Exercise requirements: List every factor that the column below says divides the Hispanic vote.

Mr. Edsall contributes a weekly column from Washington, D.C. on politics, demographics and inequality.
- March 10, 2021
In the wake of the 2020 election, Democratic strategists are worried — very worried — about the future of the Hispanic vote. One in 10 Latinos who supported Hillary Clinton in 2016 switched to Donald Trump in 2020.
Although the Hispanic electorate is often treated as a bloc, it is by no means a monolith. It is, in fact, impossible to speak of “the Hispanic vote” — in practice it is variegated by region, by country of origin, by ideology, by how many generations have lived in the United States, by depth of religiosity (and increasingly denomination), as well as a host of other factors.
From 1970 to 2019, the number of Latinos in the United States increased from 9.6 million to 60.6 million, according to Pew Research. The number is projected by the census to reach 111.2 million, or 28 percent of the nation’s population, by 2060.
Public Opinion Strategies, which conducts surveys for NBC News/Wall Street Journal, provided me with data on presidential voting from 2012 to 2020 that show significant Republican gains among the roughly 30 percent of Black and Hispanic voters who self-identify as conservative.
From 2012 to 2020, Black conservatives shifted from voting 88-7 for the Democratic candidate to 76-17. Black conservative allegiance to the Democratic Party fell by less, from 75 percent Democratic, 9 percent Republican to 71 percent Democratic, 16 percent Republican.

Supplied information:
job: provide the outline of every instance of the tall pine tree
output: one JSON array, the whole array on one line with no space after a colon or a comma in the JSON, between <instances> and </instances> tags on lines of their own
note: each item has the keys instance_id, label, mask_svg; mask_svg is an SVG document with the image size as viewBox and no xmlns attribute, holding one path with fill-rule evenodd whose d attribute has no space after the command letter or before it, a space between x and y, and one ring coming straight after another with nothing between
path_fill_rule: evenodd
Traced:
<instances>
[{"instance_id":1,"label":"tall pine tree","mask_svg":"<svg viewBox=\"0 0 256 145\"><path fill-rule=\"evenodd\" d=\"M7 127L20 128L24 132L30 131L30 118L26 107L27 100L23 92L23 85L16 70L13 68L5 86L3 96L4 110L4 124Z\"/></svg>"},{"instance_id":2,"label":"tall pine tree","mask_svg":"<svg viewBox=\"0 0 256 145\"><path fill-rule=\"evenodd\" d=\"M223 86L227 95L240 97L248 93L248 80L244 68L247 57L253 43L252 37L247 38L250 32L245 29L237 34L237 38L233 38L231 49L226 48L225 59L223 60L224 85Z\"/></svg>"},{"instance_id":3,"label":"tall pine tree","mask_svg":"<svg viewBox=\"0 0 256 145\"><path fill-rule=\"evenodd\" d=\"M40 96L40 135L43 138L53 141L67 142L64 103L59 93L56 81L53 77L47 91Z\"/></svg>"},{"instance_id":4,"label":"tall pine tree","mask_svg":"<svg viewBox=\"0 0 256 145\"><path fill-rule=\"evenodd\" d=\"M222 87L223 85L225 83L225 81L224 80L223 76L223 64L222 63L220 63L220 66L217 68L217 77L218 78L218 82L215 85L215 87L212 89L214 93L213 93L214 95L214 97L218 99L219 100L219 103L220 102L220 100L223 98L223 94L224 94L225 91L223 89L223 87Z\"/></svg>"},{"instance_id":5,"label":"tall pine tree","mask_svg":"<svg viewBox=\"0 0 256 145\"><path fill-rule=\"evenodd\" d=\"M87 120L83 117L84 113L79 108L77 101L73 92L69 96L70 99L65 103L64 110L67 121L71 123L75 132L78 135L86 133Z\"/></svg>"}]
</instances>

Completed exercise:
Region
Country of origin
Ideology
How many generations have lived in the United States
Depth of religiosity (and, increasingly, denomination)